Referring expression data:
—————

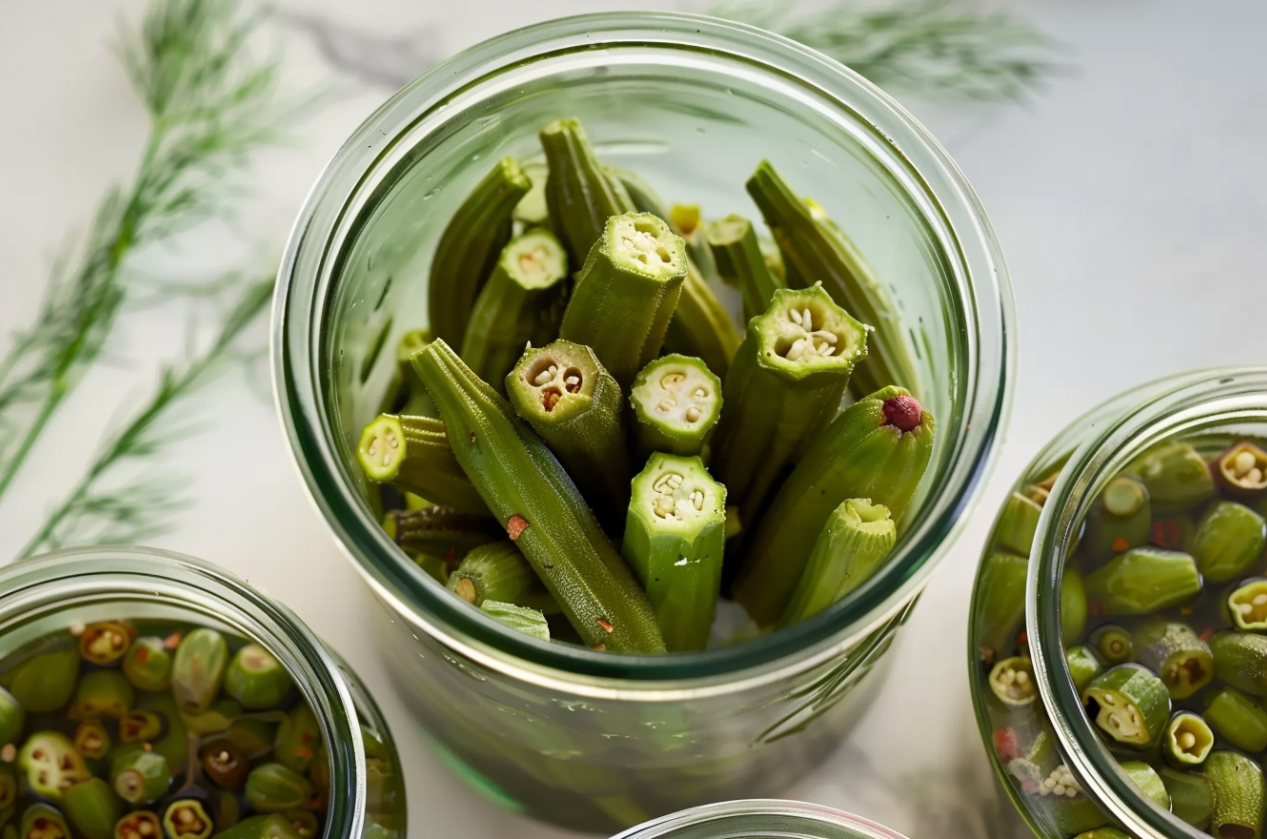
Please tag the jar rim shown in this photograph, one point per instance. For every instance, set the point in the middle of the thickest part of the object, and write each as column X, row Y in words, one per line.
column 39, row 582
column 986, row 382
column 1124, row 427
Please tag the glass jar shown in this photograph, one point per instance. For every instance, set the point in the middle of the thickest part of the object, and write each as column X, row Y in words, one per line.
column 596, row 740
column 760, row 819
column 1018, row 601
column 55, row 592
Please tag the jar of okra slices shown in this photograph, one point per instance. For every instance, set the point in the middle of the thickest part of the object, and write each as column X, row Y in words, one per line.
column 152, row 696
column 555, row 387
column 1119, row 622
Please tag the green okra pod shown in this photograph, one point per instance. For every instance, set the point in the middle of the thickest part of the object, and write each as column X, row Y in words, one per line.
column 1173, row 652
column 498, row 572
column 674, row 537
column 469, row 247
column 677, row 403
column 1187, row 740
column 1144, row 579
column 784, row 387
column 626, row 293
column 257, row 679
column 1129, row 704
column 1120, row 518
column 1229, row 540
column 820, row 251
column 577, row 408
column 416, row 455
column 1175, row 474
column 1238, row 719
column 580, row 195
column 522, row 619
column 93, row 807
column 739, row 260
column 853, row 545
column 1237, row 783
column 877, row 449
column 1191, row 799
column 525, row 487
column 1241, row 660
column 701, row 326
column 521, row 303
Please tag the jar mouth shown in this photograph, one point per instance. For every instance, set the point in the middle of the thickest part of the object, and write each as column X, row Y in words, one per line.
column 91, row 578
column 934, row 183
column 1124, row 427
column 757, row 818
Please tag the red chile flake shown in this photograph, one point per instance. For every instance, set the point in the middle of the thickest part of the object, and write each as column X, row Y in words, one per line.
column 516, row 526
column 904, row 412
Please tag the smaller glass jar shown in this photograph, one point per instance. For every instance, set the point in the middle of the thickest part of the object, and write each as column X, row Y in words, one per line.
column 62, row 592
column 1061, row 774
column 760, row 819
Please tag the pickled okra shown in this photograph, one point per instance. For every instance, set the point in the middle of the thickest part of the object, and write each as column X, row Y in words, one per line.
column 677, row 402
column 674, row 537
column 784, row 387
column 626, row 293
column 544, row 512
column 470, row 246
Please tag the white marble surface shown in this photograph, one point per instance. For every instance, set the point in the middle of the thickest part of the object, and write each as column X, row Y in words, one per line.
column 1130, row 198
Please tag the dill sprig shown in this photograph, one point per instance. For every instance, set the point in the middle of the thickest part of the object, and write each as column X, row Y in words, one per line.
column 924, row 47
column 209, row 105
column 103, row 510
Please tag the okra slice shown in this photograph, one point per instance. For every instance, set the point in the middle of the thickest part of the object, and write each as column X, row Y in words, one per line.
column 257, row 679
column 520, row 303
column 416, row 455
column 93, row 807
column 498, row 572
column 853, row 545
column 1175, row 474
column 786, row 384
column 677, row 402
column 701, row 325
column 526, row 487
column 1178, row 657
column 878, row 448
column 1187, row 740
column 1228, row 541
column 1242, row 470
column 820, row 251
column 469, row 249
column 1144, row 579
column 739, row 260
column 1238, row 719
column 1120, row 518
column 50, row 764
column 1247, row 605
column 1129, row 704
column 575, row 406
column 626, row 293
column 1011, row 681
column 580, row 195
column 674, row 536
column 1191, row 799
column 1237, row 783
column 522, row 619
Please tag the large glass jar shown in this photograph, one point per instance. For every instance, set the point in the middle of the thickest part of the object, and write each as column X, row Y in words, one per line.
column 50, row 595
column 1018, row 601
column 758, row 819
column 596, row 740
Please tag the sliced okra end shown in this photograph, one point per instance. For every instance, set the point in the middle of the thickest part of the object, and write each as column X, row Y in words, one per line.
column 805, row 333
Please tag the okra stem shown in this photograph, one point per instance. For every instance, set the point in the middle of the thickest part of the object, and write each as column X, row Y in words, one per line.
column 525, row 487
column 820, row 251
column 469, row 247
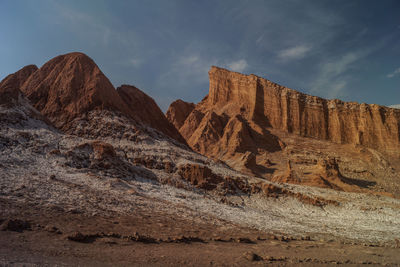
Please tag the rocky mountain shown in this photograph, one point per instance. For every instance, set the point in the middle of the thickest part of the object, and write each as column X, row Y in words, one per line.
column 144, row 109
column 69, row 86
column 10, row 86
column 178, row 112
column 265, row 129
column 81, row 162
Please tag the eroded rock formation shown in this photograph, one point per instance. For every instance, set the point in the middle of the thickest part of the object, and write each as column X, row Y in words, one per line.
column 178, row 112
column 279, row 107
column 145, row 110
column 247, row 121
column 10, row 86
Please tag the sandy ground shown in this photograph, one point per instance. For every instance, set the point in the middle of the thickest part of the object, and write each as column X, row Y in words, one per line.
column 165, row 241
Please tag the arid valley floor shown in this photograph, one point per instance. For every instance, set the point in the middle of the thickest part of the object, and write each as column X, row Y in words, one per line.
column 255, row 174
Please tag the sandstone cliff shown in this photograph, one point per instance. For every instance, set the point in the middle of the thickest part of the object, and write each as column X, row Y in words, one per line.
column 178, row 112
column 282, row 108
column 68, row 86
column 264, row 129
column 71, row 85
column 145, row 110
column 10, row 86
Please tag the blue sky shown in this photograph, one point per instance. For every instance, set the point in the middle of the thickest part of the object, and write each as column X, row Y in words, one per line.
column 334, row 49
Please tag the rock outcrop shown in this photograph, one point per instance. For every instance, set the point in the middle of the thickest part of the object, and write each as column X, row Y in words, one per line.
column 178, row 112
column 246, row 120
column 10, row 86
column 145, row 110
column 279, row 107
column 69, row 86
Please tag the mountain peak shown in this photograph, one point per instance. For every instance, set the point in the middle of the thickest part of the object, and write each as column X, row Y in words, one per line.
column 69, row 85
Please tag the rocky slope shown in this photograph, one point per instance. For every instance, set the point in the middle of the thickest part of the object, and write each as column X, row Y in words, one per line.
column 10, row 86
column 109, row 175
column 273, row 105
column 263, row 129
column 145, row 110
column 178, row 112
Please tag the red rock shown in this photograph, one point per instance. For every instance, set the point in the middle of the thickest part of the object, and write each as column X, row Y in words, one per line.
column 178, row 112
column 68, row 86
column 145, row 110
column 265, row 102
column 10, row 86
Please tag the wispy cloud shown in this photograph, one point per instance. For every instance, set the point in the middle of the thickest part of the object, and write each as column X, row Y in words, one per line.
column 394, row 73
column 238, row 66
column 292, row 53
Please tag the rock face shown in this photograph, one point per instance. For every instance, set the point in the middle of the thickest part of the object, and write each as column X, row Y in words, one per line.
column 145, row 110
column 249, row 122
column 285, row 109
column 10, row 86
column 178, row 112
column 69, row 86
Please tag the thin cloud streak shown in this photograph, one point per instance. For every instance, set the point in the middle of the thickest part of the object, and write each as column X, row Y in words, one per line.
column 294, row 53
column 394, row 73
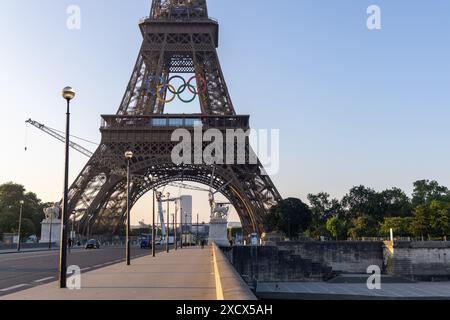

—————

- **Work required**:
What is needed is an exact copy of only the lines from the line containing "Please tag the thin" through the last line of the entries, inclusive, without the pictures.

- **Response area**:
Please tag the thin cloud streak shown in this photograph, one point per instance. For every instance, set the point in the middle of the thickest part of the object, and write each as column X, row Y in words, one per line.
column 294, row 53
column 394, row 73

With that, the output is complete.